**TASK INSTRUCTIONS**
Extract every line of the records that contains the word "grassy".

**PROVIDED DATA**
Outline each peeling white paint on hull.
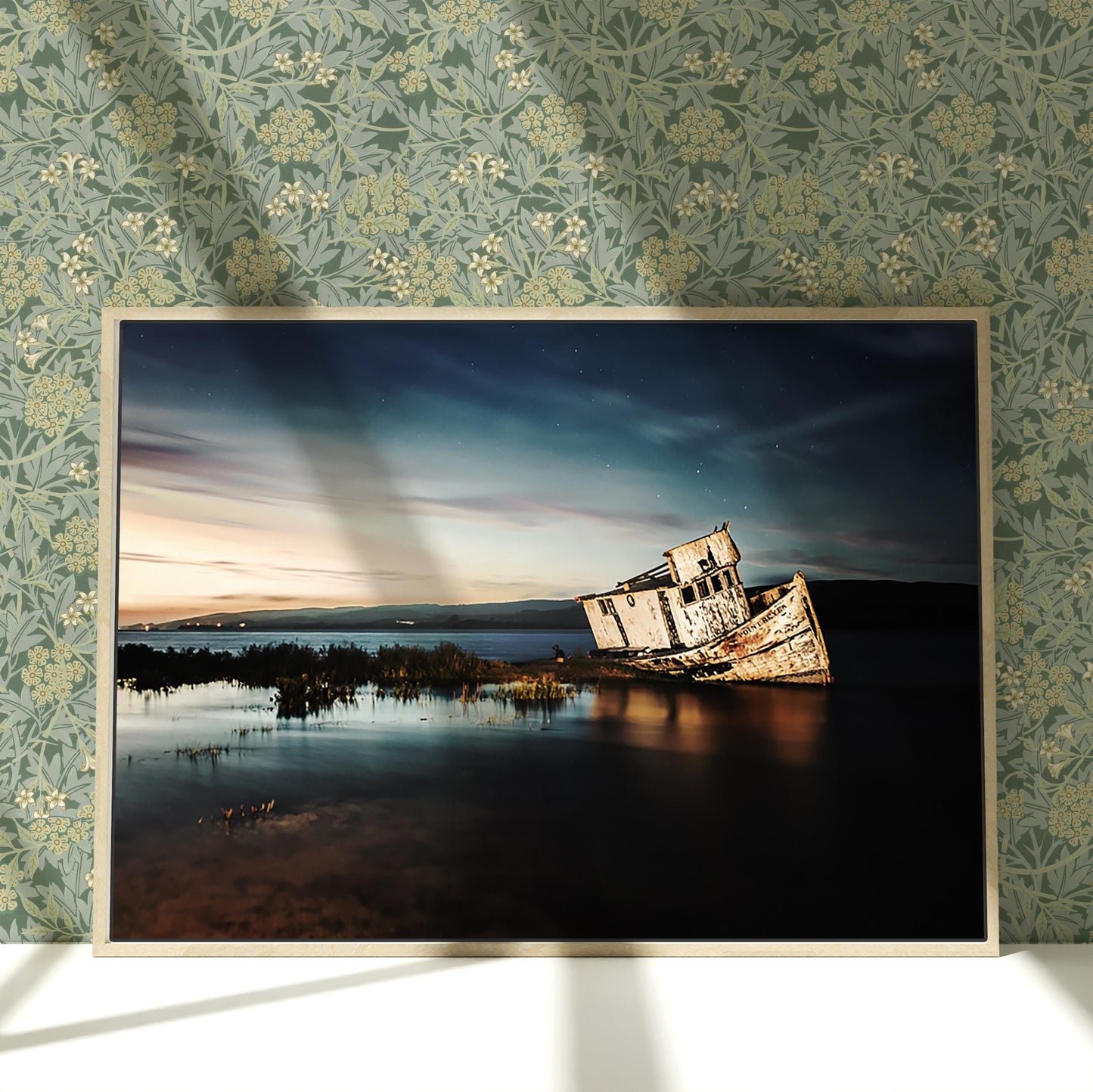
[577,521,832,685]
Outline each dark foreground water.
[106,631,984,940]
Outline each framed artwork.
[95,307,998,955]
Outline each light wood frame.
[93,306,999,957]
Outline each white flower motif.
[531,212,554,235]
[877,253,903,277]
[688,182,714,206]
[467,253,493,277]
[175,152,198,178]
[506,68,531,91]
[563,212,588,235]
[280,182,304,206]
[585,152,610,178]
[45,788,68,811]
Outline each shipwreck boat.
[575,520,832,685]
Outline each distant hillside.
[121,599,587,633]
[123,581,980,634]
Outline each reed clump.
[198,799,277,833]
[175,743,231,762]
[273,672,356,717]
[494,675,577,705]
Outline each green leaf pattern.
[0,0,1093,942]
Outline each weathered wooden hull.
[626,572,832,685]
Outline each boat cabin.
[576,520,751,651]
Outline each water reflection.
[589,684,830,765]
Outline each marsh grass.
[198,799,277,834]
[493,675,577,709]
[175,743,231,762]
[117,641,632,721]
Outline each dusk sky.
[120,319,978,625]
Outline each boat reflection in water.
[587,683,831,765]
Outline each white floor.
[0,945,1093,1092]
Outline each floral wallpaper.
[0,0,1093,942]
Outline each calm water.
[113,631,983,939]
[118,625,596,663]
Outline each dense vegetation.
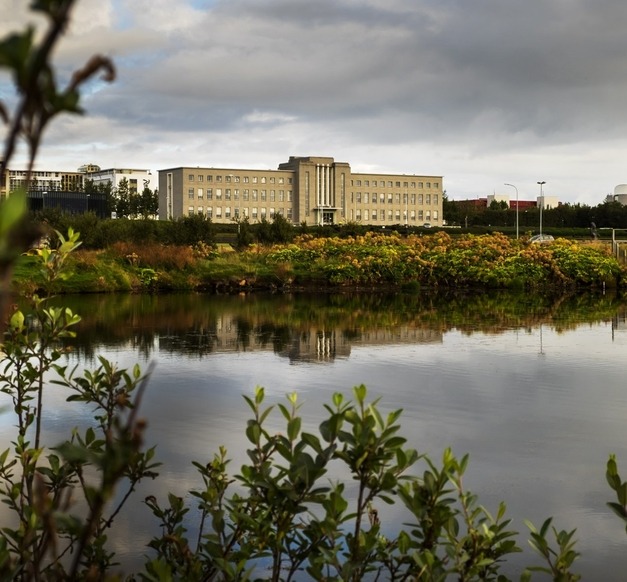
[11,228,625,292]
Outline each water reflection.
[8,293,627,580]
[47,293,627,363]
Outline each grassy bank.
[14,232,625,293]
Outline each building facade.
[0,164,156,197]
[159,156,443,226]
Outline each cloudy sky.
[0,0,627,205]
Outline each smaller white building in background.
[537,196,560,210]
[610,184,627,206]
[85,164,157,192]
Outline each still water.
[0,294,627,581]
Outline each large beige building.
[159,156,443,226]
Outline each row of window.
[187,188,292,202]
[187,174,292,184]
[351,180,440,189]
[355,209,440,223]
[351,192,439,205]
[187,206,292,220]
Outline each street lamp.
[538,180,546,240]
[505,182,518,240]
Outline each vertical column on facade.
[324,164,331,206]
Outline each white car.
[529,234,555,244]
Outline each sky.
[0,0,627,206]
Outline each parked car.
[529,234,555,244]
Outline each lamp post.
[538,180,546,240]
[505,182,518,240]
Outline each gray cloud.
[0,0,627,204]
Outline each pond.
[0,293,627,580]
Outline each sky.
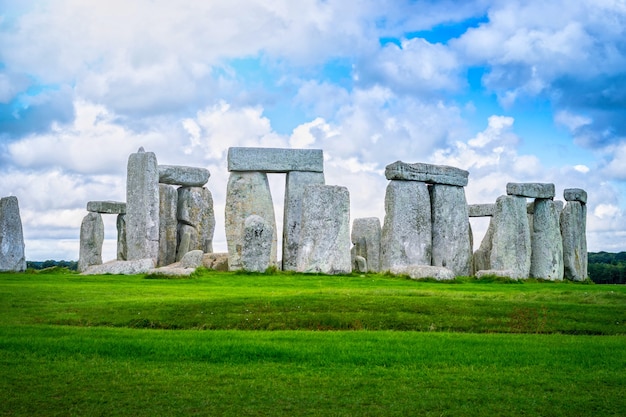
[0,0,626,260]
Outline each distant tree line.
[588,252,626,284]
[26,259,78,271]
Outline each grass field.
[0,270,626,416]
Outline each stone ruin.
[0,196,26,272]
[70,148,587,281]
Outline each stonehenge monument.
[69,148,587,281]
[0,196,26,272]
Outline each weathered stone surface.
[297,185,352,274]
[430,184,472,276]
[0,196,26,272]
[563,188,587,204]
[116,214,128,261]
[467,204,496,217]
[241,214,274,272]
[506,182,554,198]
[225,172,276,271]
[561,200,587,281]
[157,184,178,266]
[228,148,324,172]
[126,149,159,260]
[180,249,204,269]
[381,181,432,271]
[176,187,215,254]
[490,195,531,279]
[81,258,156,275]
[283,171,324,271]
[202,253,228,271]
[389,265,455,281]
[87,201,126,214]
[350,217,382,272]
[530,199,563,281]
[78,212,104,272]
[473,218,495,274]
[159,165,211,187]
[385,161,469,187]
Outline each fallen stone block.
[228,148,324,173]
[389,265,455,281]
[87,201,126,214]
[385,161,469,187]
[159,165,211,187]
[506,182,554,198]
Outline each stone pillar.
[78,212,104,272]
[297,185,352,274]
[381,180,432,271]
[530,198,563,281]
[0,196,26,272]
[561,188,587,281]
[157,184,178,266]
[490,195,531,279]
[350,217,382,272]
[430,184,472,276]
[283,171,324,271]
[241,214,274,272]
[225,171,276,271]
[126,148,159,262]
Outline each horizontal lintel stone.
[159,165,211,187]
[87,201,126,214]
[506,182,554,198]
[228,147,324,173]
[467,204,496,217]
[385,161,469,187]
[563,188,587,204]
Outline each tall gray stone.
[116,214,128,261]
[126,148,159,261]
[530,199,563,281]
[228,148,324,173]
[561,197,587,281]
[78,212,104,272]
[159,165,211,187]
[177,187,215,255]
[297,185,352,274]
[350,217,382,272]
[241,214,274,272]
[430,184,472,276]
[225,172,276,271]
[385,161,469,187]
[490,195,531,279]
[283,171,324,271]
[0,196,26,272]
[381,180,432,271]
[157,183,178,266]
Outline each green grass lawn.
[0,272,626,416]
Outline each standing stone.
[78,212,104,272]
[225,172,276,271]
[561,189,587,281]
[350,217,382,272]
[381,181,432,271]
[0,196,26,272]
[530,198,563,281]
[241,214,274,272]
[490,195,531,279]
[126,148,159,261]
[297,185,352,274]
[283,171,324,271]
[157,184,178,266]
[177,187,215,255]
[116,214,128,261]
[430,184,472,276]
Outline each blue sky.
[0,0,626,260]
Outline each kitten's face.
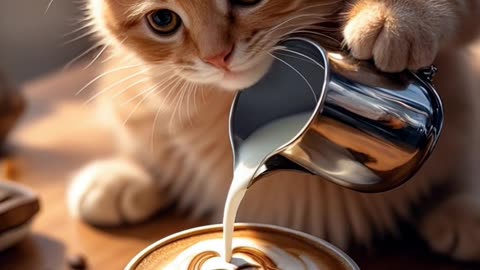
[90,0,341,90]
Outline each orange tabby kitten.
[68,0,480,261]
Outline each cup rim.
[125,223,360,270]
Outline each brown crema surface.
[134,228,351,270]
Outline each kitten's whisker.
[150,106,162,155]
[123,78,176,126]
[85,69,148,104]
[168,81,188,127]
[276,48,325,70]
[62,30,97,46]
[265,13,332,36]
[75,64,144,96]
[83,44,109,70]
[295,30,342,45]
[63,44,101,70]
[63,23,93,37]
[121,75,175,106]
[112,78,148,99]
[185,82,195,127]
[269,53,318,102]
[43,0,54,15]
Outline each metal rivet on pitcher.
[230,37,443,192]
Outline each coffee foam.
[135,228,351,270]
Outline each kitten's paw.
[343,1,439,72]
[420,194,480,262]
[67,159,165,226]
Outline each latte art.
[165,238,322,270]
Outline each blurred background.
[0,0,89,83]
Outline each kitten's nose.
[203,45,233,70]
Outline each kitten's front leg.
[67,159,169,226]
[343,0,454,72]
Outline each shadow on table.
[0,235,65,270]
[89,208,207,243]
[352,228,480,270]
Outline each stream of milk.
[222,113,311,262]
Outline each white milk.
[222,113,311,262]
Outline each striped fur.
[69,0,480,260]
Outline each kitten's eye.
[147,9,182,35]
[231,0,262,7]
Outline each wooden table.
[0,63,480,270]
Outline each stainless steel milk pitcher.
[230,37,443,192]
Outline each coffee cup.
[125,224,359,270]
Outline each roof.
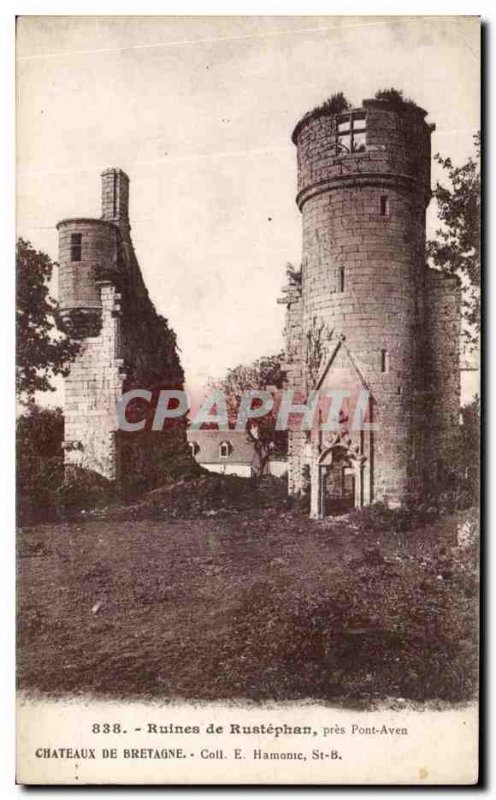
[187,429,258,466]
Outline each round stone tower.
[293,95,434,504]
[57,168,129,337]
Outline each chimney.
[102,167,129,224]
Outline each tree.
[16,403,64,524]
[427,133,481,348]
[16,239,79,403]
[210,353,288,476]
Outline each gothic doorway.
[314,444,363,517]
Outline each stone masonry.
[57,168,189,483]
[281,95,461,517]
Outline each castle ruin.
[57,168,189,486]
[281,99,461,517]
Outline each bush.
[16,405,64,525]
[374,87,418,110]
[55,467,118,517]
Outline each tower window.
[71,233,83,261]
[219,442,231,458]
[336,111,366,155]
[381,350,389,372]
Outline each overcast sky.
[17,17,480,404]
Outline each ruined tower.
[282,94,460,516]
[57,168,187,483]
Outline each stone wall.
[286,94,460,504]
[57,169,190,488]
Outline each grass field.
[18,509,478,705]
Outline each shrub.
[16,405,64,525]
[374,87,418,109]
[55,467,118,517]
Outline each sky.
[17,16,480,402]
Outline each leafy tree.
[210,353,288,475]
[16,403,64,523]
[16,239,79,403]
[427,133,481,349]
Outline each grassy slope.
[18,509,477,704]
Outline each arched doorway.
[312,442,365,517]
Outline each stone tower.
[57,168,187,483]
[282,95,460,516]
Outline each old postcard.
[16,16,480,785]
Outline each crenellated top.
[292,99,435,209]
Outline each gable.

**ANSWER BELOW**
Outline each grassy bank.
Outline each grassy slope.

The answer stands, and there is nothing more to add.